> _AIM_: Copy out exactly the lines from the one containing "of the wall" to the end of the records below, both included, and nothing else.

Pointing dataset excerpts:
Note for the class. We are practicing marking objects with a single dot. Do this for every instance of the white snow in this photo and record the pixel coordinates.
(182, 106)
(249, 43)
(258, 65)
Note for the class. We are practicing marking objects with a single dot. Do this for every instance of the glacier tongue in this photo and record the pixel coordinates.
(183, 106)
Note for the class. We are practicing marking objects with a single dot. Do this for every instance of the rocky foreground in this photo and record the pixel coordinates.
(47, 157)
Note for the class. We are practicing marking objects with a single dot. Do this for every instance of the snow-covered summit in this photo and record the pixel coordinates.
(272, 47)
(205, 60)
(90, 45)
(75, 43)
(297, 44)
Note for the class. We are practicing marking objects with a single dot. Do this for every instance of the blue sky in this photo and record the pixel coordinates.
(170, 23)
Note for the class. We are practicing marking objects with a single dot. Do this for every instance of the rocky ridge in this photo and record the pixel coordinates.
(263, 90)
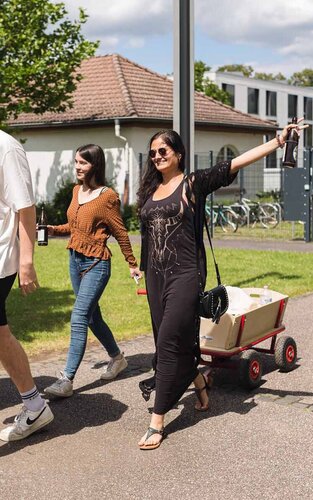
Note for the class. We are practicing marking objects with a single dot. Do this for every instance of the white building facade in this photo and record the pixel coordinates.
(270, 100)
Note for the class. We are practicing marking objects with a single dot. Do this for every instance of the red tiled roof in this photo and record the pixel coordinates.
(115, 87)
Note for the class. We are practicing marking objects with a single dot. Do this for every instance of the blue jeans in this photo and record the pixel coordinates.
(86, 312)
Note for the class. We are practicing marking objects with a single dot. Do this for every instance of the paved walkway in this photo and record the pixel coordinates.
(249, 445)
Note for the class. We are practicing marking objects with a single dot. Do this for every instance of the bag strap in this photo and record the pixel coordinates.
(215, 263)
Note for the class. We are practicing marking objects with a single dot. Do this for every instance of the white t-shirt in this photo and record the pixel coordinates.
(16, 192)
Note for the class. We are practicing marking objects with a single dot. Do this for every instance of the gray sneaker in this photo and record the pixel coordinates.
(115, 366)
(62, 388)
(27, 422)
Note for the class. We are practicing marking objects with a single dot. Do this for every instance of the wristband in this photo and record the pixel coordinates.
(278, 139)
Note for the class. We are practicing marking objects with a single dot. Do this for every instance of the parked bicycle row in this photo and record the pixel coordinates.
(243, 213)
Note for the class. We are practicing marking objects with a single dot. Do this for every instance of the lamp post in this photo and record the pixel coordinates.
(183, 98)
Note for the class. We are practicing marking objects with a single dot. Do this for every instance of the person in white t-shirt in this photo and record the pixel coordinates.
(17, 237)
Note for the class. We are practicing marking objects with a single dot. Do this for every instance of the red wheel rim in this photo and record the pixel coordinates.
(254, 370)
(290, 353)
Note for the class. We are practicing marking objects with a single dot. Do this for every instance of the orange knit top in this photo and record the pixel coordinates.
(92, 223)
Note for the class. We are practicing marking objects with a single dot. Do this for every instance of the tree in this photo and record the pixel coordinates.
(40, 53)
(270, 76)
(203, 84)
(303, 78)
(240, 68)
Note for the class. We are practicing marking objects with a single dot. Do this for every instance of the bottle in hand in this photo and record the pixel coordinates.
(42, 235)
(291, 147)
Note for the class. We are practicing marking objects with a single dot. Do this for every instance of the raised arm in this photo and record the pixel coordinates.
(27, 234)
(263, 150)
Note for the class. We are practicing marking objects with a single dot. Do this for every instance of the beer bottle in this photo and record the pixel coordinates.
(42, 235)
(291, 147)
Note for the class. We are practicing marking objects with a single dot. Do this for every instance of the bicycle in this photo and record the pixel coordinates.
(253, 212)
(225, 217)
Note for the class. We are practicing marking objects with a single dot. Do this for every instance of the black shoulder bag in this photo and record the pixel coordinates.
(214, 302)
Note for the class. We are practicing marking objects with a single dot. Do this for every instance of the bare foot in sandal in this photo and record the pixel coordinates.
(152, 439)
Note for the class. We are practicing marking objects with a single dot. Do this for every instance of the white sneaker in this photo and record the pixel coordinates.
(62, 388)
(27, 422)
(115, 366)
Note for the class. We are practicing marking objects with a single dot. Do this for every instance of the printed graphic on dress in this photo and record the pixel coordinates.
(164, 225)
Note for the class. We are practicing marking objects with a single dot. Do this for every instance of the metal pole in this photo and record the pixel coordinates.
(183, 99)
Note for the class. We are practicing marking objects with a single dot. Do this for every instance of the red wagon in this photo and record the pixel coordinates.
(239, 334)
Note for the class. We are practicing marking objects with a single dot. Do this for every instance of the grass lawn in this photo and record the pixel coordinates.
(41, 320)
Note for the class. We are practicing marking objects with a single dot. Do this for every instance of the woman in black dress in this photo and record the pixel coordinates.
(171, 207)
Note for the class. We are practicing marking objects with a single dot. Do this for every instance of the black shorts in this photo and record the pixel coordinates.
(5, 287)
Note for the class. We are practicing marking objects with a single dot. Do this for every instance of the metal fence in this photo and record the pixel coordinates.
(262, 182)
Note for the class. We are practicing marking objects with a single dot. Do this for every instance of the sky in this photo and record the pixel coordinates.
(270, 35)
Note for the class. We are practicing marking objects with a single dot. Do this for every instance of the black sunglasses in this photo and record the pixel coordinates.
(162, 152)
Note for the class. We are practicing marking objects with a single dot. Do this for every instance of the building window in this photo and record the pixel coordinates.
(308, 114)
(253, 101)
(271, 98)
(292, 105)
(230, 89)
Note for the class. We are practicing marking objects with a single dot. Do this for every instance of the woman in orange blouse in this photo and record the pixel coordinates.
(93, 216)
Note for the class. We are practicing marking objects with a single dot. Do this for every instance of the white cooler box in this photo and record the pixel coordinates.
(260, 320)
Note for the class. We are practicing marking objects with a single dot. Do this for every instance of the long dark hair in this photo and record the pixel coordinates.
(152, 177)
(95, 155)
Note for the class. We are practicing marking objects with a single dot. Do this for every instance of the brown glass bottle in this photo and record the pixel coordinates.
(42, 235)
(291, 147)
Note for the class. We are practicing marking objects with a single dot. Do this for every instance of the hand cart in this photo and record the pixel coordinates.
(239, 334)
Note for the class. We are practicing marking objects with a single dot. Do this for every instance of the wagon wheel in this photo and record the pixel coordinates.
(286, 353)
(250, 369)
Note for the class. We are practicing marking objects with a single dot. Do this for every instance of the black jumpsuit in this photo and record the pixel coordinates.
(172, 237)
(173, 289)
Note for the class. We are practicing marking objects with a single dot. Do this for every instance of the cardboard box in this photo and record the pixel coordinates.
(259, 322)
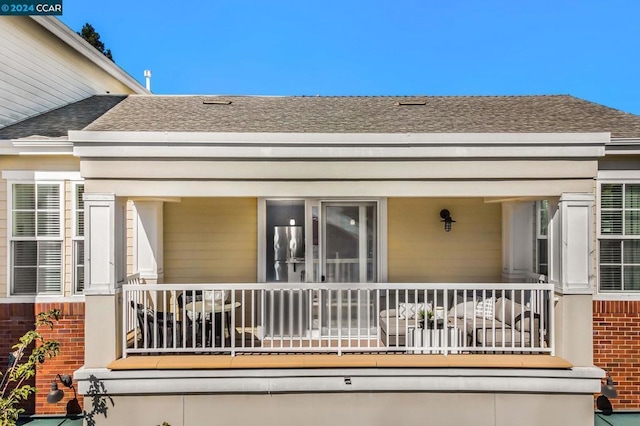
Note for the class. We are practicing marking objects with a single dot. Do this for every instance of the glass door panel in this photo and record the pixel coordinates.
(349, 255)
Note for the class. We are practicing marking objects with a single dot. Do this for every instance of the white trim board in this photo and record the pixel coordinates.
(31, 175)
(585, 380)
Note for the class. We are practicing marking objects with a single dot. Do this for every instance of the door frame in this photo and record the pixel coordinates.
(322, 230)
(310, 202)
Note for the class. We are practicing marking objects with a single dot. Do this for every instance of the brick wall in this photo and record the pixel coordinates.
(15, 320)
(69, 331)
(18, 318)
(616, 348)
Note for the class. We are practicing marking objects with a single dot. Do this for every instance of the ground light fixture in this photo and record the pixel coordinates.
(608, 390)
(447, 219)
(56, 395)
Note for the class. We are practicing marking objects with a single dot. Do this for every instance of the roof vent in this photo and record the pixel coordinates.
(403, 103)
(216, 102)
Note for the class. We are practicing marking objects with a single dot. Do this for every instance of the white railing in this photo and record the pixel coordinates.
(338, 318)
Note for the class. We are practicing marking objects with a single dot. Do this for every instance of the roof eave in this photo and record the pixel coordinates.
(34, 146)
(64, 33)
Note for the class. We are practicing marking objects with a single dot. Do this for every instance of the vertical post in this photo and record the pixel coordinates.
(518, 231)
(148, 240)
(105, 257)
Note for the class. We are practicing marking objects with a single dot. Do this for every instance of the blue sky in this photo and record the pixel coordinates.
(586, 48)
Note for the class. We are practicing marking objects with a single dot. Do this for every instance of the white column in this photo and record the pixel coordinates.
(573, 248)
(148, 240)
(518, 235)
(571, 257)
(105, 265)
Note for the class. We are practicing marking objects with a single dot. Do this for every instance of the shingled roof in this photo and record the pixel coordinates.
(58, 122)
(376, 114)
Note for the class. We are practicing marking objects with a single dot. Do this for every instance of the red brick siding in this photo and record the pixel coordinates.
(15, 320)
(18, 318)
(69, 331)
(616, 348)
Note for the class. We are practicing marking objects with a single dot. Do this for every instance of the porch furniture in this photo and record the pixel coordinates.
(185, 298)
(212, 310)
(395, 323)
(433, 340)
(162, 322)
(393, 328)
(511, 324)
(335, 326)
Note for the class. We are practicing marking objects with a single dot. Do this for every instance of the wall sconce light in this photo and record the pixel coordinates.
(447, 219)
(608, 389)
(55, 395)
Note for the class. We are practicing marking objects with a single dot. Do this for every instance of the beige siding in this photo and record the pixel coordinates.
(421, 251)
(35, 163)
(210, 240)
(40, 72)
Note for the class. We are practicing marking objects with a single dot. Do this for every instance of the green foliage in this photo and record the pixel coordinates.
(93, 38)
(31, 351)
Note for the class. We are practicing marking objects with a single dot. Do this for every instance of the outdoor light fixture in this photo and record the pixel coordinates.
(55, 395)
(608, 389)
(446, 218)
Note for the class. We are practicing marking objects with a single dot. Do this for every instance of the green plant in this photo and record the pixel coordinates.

> _RESULT BELOW_:
Note for the class. We are practicing marking objects with a single dot. Do this for every instance of the wall sconce light in this photo and record the pixel coordinates.
(447, 219)
(608, 389)
(55, 395)
Note for the class. We are practicing marking objects with a single dot. Do this for every instance of the beige siding in this photo and record the pixel coordinates.
(421, 251)
(35, 163)
(210, 240)
(40, 72)
Note for the class. We are practicing marking objects with a single dot. Do this for every instance of the green foliage in this photo and record the pixel coordinates.
(93, 38)
(31, 351)
Note for the class. We are practicing marking objects with a single dot. Do this for every instance of the outdoor light fixture in this photo and record the pixel coordinates.
(55, 395)
(608, 389)
(446, 218)
Note for the class. We are practicing marking objects with a single dot. Do this for every instance of the green plant in this photo and record the pixel coordinates.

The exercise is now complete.